Return only the final portion of the entries: the line with "would you mind locating the woman's exposed" and every line after it, each one exact.

-- Supplied data follows --

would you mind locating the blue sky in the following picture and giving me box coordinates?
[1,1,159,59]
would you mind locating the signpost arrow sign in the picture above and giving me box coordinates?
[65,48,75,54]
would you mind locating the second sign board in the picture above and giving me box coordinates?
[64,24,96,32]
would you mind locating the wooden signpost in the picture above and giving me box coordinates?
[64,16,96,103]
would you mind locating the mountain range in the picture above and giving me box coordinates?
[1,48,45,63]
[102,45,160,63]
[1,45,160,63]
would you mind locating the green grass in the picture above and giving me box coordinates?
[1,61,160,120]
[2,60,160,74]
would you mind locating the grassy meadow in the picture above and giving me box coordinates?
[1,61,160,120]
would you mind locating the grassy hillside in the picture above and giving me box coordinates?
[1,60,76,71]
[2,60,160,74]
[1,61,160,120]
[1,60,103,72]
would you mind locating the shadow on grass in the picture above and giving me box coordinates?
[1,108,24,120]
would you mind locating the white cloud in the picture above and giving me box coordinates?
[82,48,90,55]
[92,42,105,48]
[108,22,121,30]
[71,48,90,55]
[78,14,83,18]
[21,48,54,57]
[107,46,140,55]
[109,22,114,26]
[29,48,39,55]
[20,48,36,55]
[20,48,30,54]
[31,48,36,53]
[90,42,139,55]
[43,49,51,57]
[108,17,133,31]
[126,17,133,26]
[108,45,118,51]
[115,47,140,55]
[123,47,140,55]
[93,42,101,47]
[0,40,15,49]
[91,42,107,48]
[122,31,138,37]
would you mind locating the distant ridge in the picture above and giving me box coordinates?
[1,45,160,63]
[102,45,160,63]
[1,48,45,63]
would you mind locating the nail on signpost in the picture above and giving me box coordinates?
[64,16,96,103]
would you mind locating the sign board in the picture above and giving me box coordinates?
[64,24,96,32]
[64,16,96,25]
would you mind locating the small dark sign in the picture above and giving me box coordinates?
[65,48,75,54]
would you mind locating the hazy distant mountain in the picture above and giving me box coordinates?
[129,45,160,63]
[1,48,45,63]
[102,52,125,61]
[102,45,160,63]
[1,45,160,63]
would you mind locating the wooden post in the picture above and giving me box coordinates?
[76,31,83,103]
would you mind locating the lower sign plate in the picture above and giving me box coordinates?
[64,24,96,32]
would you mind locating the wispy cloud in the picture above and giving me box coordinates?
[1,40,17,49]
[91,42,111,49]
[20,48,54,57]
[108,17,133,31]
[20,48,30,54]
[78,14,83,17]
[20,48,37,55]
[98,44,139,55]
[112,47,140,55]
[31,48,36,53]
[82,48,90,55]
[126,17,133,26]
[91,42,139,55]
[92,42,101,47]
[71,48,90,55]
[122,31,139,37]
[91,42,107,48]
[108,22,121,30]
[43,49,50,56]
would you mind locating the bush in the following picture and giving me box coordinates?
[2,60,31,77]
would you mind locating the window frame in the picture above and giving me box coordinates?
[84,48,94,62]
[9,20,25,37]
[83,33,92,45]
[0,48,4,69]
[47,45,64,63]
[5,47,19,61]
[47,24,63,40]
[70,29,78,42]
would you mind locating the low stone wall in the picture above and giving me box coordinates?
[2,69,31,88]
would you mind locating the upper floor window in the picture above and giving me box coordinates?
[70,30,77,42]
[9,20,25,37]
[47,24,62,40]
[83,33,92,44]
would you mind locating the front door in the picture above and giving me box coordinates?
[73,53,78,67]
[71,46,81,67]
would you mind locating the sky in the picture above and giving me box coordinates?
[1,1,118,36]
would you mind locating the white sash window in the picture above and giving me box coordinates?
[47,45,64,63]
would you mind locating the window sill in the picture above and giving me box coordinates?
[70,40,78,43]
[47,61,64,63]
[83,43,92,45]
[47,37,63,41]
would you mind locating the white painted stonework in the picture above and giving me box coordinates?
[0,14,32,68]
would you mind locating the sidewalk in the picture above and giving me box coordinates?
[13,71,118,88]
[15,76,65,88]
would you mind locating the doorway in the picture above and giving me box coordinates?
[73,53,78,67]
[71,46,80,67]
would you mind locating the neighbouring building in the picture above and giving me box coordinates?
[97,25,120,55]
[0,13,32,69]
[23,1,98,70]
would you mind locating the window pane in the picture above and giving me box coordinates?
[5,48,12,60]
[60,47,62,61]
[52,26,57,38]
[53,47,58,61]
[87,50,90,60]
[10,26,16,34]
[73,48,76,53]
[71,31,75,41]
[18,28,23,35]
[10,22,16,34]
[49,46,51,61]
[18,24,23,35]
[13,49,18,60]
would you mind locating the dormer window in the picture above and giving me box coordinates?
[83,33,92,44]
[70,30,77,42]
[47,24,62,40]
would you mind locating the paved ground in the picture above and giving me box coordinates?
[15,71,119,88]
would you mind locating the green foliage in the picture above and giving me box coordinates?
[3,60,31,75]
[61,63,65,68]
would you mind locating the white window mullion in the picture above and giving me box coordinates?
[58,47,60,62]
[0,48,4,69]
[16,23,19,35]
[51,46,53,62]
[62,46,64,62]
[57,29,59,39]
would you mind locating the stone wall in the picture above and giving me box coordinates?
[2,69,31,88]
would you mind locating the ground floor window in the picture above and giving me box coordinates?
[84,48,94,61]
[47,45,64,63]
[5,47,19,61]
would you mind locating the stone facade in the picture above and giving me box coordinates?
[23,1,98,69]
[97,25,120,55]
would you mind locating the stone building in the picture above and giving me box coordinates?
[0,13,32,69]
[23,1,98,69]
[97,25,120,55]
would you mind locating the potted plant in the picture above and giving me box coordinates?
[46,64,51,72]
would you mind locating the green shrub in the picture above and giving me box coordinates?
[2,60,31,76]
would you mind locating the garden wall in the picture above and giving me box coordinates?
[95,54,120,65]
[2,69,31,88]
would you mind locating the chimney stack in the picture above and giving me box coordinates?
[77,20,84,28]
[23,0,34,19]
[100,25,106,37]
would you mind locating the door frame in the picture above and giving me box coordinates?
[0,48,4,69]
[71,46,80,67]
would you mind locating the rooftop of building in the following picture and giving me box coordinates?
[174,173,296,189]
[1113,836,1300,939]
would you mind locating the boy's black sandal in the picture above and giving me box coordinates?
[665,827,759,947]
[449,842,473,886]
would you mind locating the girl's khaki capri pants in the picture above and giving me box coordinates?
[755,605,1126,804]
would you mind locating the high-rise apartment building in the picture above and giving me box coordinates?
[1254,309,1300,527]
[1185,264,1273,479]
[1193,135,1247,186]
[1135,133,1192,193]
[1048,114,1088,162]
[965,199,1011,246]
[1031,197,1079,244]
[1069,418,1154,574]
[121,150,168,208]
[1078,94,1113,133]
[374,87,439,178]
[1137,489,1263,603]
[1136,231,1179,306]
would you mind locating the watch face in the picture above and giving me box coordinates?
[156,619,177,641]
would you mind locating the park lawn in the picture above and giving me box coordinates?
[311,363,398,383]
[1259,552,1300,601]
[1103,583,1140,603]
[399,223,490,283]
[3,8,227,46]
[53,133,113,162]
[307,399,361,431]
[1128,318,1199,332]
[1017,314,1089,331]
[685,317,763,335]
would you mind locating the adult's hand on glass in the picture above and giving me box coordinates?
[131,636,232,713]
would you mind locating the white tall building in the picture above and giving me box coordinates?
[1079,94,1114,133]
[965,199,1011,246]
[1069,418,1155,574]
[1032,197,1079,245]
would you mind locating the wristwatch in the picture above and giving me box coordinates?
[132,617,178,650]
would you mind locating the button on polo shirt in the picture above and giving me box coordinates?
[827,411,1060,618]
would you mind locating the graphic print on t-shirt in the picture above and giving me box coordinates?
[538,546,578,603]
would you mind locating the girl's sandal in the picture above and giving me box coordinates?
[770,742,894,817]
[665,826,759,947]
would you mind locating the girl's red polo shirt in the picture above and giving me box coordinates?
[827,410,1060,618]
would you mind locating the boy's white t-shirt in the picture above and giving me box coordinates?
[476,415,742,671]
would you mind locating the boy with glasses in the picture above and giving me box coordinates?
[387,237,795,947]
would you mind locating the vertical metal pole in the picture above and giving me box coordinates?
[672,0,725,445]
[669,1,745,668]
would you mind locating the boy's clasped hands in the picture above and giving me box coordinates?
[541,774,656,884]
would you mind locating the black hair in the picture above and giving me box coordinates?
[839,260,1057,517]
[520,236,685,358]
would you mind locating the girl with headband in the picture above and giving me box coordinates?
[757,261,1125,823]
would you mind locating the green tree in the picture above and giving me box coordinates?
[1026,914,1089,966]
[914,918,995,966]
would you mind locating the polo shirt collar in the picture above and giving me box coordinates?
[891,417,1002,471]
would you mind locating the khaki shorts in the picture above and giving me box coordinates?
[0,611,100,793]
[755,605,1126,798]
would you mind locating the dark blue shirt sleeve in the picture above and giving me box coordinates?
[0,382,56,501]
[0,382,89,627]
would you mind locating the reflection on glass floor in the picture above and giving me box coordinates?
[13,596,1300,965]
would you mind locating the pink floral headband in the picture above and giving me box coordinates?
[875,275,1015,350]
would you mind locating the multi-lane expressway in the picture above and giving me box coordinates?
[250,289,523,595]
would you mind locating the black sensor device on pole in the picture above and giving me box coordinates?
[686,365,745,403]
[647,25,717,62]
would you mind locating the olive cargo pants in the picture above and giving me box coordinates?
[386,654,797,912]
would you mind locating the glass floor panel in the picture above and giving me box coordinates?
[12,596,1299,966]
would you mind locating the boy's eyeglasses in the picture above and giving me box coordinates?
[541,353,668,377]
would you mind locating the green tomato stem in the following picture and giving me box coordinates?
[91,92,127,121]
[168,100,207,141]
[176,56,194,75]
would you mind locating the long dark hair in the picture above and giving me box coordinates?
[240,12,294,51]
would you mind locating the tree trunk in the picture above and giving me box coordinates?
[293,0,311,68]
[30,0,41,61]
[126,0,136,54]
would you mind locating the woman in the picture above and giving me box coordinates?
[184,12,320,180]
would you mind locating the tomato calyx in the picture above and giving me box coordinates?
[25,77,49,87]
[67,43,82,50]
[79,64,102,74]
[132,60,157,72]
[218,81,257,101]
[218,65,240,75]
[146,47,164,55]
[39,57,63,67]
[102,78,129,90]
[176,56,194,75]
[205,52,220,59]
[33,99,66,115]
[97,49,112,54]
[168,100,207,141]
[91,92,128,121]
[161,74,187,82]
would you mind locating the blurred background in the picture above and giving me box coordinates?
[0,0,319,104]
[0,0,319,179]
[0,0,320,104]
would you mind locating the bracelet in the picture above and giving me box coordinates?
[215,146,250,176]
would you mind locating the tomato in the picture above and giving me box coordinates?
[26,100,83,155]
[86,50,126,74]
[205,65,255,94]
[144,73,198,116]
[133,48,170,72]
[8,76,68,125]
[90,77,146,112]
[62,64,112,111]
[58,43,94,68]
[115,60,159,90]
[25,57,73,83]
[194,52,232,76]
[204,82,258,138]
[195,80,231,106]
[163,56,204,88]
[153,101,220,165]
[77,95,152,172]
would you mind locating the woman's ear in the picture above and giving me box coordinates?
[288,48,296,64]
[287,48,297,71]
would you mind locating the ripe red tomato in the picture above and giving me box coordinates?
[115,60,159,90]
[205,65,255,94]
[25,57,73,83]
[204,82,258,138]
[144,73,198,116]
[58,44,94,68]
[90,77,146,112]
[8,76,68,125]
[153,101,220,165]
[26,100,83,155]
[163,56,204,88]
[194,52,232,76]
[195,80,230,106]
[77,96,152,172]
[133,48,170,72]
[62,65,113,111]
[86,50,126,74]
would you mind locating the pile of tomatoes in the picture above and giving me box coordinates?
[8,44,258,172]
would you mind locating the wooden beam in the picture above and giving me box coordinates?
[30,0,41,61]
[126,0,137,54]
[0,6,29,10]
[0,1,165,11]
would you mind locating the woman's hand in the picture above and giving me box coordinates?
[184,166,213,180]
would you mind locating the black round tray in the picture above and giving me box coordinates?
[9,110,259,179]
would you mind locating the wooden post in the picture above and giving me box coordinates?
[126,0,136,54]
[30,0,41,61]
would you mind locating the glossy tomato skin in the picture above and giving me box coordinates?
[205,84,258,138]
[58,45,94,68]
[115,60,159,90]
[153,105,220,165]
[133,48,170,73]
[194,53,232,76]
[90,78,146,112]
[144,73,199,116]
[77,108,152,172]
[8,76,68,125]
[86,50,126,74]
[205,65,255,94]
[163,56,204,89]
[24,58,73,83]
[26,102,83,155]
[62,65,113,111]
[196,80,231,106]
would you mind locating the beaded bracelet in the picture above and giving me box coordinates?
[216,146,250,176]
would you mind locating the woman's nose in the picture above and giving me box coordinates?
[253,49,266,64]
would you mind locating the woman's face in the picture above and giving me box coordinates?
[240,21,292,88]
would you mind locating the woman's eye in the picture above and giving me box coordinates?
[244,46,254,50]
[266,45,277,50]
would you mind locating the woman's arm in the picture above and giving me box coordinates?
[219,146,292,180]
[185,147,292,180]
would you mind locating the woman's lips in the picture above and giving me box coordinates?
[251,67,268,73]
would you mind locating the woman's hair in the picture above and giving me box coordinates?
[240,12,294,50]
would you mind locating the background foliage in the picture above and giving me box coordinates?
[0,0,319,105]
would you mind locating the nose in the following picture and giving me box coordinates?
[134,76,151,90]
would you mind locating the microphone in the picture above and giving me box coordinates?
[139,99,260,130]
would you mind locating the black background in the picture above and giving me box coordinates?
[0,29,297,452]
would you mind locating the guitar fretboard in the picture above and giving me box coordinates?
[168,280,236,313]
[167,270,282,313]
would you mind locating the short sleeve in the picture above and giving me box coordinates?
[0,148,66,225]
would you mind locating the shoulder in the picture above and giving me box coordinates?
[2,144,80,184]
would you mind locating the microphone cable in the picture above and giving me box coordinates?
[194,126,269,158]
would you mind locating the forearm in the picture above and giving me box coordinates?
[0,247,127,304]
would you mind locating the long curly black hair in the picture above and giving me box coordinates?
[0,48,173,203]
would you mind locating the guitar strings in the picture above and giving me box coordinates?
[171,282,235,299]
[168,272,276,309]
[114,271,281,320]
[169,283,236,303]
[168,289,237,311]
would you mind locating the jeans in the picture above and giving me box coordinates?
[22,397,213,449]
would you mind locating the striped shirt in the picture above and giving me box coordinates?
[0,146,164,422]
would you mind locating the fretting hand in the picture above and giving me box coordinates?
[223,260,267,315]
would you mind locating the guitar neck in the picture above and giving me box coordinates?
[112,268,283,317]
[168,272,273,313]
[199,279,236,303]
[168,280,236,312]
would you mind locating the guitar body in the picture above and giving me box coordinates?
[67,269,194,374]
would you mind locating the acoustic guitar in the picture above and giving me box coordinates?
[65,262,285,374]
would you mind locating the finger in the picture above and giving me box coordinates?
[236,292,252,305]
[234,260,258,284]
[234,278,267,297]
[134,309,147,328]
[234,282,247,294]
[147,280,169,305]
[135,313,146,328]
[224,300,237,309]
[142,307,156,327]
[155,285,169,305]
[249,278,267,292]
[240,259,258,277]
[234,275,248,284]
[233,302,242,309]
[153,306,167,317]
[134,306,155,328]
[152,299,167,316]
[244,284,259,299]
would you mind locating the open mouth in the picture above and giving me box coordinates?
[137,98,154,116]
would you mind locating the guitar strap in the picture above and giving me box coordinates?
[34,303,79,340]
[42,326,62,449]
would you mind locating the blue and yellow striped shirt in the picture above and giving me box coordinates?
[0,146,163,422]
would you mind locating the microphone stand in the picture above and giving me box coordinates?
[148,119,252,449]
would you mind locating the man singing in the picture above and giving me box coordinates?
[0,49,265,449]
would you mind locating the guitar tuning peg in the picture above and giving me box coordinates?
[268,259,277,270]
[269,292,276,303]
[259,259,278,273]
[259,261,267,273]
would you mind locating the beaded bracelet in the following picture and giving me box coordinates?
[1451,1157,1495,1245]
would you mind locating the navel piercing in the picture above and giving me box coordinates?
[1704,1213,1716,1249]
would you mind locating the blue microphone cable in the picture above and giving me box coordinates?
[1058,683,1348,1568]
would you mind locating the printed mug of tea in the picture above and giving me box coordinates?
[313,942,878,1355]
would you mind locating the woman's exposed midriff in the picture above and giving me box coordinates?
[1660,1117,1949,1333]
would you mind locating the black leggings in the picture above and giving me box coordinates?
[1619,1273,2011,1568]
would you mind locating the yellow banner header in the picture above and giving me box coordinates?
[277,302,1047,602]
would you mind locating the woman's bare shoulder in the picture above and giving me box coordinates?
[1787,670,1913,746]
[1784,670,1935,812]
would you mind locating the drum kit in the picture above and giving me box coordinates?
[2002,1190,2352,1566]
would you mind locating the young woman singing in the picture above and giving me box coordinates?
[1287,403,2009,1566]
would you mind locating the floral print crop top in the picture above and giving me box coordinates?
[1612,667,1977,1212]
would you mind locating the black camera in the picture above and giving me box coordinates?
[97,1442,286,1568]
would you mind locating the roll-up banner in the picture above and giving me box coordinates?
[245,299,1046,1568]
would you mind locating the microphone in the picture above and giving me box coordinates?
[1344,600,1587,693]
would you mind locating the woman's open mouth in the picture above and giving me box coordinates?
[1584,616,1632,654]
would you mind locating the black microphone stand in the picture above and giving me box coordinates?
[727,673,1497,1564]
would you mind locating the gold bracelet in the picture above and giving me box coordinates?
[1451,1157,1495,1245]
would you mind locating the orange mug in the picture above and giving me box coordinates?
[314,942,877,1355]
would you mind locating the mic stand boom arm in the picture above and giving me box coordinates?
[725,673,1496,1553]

-- Supplied data concluded --

> **Solved problem**
would you mind locating the woman's exposed midriff in the picture above and giving me box coordinates?
[1660,1117,1949,1333]
would you mind locating the black leggings in the picture above and giving me box coordinates?
[1619,1273,2011,1568]
would you mind locating the yellow banner header in the picture above and giving me box coordinates?
[277,302,1047,602]
would you mind locating the woman's bare shoulder in the picture above and giving me box coordinates?
[1787,670,1913,746]
[1784,670,1935,812]
would you mind locating the drum kit in the picture above and giving me box coordinates?
[2002,1190,2352,1566]
would you mind locating the young woman singing in the picture above and giving me box coordinates?
[1287,403,2009,1566]
would you mind locating the floral print crop top in the picture above and giving me box coordinates?
[1612,667,1977,1212]
would you mind locating the black camera in the picture above and giving me box coordinates?
[97,1442,286,1568]
would you mind locating the roll-up banner in the picture above and giving me box coordinates?
[245,299,1046,1568]
would you mind locating the microphone in the picture above and giving me box coordinates?
[1344,600,1587,693]
would you mind locating the woman's open mouth in the picture above and giving me box coordinates?
[1584,616,1632,654]
would you mind locating the black microphone stand in the picture above and giving me box coordinates?
[727,673,1497,1564]
would you mind locating the gold bracelet in the picture above and giving me box coordinates?
[1451,1157,1495,1245]
would you mind locating the orange mug in the picture above and giving me box coordinates?
[314,942,877,1355]
would you mind locating the mic stand boom arm in the picture above and giving me box coordinates?
[725,673,1496,1553]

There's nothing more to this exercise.